What you should do:
Could you print every one of the following items back verbatim, leaving each line unchanged?

The input:
○ ○ ○ ○ ○
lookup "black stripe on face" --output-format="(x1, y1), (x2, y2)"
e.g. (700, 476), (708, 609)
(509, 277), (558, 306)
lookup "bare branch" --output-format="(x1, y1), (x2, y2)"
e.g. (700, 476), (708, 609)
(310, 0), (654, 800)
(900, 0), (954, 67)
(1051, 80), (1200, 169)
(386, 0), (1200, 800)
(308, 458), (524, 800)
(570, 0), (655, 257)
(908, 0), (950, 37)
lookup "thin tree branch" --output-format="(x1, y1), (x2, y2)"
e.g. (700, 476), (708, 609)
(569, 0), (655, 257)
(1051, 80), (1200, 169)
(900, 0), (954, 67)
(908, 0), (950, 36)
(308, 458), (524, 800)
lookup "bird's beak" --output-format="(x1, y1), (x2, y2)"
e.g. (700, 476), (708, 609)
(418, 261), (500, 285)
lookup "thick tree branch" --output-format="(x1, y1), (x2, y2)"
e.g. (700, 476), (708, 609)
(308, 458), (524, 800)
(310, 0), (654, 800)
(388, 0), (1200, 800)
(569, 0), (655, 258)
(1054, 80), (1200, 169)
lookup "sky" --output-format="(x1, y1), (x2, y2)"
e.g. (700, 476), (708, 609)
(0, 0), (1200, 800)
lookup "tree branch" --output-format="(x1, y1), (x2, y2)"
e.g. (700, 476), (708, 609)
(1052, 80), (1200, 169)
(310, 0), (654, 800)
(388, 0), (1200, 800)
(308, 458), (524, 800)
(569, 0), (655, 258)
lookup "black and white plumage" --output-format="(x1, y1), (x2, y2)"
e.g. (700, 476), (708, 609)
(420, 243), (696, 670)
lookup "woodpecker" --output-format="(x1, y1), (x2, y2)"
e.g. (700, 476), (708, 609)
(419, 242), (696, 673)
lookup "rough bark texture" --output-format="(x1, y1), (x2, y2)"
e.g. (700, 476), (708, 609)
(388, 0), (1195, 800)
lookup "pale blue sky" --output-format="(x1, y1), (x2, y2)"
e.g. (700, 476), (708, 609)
○ ○ ○ ○ ○
Answer:
lookup "black stripe on face" --output-format="(x1, y1), (x2, y2)"
e.g. (700, 476), (708, 609)
(509, 277), (558, 306)
lookup "bare branch" --output-format="(x1, y1), (x2, y2)"
e.g. (700, 476), (708, 609)
(310, 0), (654, 800)
(900, 0), (954, 67)
(1051, 80), (1200, 169)
(386, 0), (1200, 800)
(308, 458), (524, 800)
(570, 0), (655, 257)
(908, 0), (950, 37)
lookup "thin tree branch" --output-format="(x1, y1), (x2, y2)"
e.g. (700, 476), (708, 609)
(569, 0), (655, 257)
(1051, 80), (1200, 169)
(900, 0), (954, 67)
(908, 0), (950, 36)
(308, 458), (524, 800)
lookup "bird's beak" --output-format="(x1, y1), (x2, y2)"
e.g. (700, 476), (708, 609)
(418, 261), (500, 285)
lookup "thick tree branch" --output-format="(x1, y1), (x2, y2)"
e.g. (700, 476), (708, 609)
(308, 458), (524, 800)
(310, 0), (654, 800)
(388, 0), (1200, 800)
(569, 0), (655, 258)
(1054, 80), (1200, 169)
lookup "sky" --output-format="(x1, y1), (x2, y2)"
e.g. (700, 476), (708, 609)
(0, 0), (1200, 800)
lookup "tree branch" --output-format="(x1, y1), (x2, y2)"
e.g. (700, 476), (708, 609)
(1052, 80), (1200, 169)
(310, 0), (654, 800)
(388, 0), (1200, 800)
(308, 458), (524, 800)
(569, 0), (655, 258)
lookup "black and white plumage" --output-format="(x1, y1), (x2, y2)"
e.g. (700, 476), (708, 609)
(420, 243), (696, 670)
lookup "woodpecker" --output-format="(x1, y1), (x2, y2)"
e.g. (700, 476), (708, 609)
(419, 242), (696, 673)
lookup "rough bark texture" --output-format="(x1, y1), (x2, y2)"
e.g. (700, 476), (708, 609)
(388, 0), (1195, 800)
lookup "pale blue sky" --output-format="(x1, y1), (x2, y2)"
e.g. (700, 476), (708, 609)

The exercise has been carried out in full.